- [GIVEN PASSAGE]

-- START --

Sweden was a country with few witch trials compared to other countries in Europe. In Sweden, about four hundred people were executed for witchcraft prior to the last case in 1704. Most of these cases (circa 280) occurred during a short but intense period; the eight years between 1668 and 1676, when the witch hysteria called Det stora oväsendet ('The Great Noise' or 'The Great Unrest') took place, causing a large number of witch trials in the country. It is this infamous period of intensive witch hunt that is most well known and explored.

== The first wave: Swedish witch trials before 1668 ==

In the Middle Ages, sorcery was not considered a serious crime. Sorcery was criminalized in Sweden (with Finland) in the County Law of 1350, which stated death penalty for sorcery only if it had been combined with murder (maleficium), but there are no confirmed case that anyone was actually executed for sorcery in Sweden during the Middle Ages.

There are a few sorcery cases where the outcome is unknown (but was probably fines), such as a case from Arboga city's notebook in 1471, when Karin and Birgitta Andersdotter were accused of witchcraft. Another one, the case of Eric Clauesson from 1492, who was executed for consorting with the Pagan god Odin (viewed by the Christian church as a demon), could be categorized as a witch trial, but also as a heresy trial.

This law was valid until 1608.

===Until 1608===

In the 16th century, the law was beginning to be interpreted more strictly. During the period from the Swedish Reformation in 1527 to 1596, there were about 100 witch trials in Sweden, which may have resulted in ten deaths in total. These trials mainly took place in Småland and Götaland.

In 1550, Lasses Birgitta of Öland became the first woman in Sweden confirmed to have been executed for witchcraft. In 1551, king Gustav Vasa ordered those suspected of the murder of his secretary Clemens Hansson by use of poison and sorcery to be arrested, prosecuted, imprisoned and tortured, but it appears his demands were not met. One of these women was offered by the court to swear herself free by a so-called tolvmannaed (literally:"Twelve Men's Oath'). However, the trial did not take place until 1563, when Hansson's heirs brought it to the king's high council. The woman was then offered to go through the previously proposed oath, with the condition that if she could not, she would be sentenced as guilty, this meant she would be sentenced to pay fines "by Sweden's law".

-- END --

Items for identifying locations
-- START --

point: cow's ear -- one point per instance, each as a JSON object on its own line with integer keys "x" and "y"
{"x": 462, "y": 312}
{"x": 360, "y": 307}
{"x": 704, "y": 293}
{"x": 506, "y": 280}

-- END --

- [SHORT TASK A] Translate this sentence from the passage on Swedish witch trials into Spanish: "In the Middle Ages, sorcery was not considered a serious crime."
- [SHORT TASK B] Update the passage on Swedish witch trials by reproducing everything from "This law was" down to "Småland and Götaland." with "Småland" changed to "Uppland".
The entries are separate material and have no connection to the passage on Swedish witch trials.

- [TASK RESULT A] En la Edad Media, la hechicería no se consideraba un delito grave.

- [TASK RESULT B]
This law was valid until 1608.

===Until 1608===

In the 16th century, the law was beginning to be interpreted more strictly. During the period from the Swedish Reformation in 1527 to 1596, there were about 100 witch trials in Sweden, which may have resulted in ten deaths in total. These trials mainly took place in Uppland and Götaland.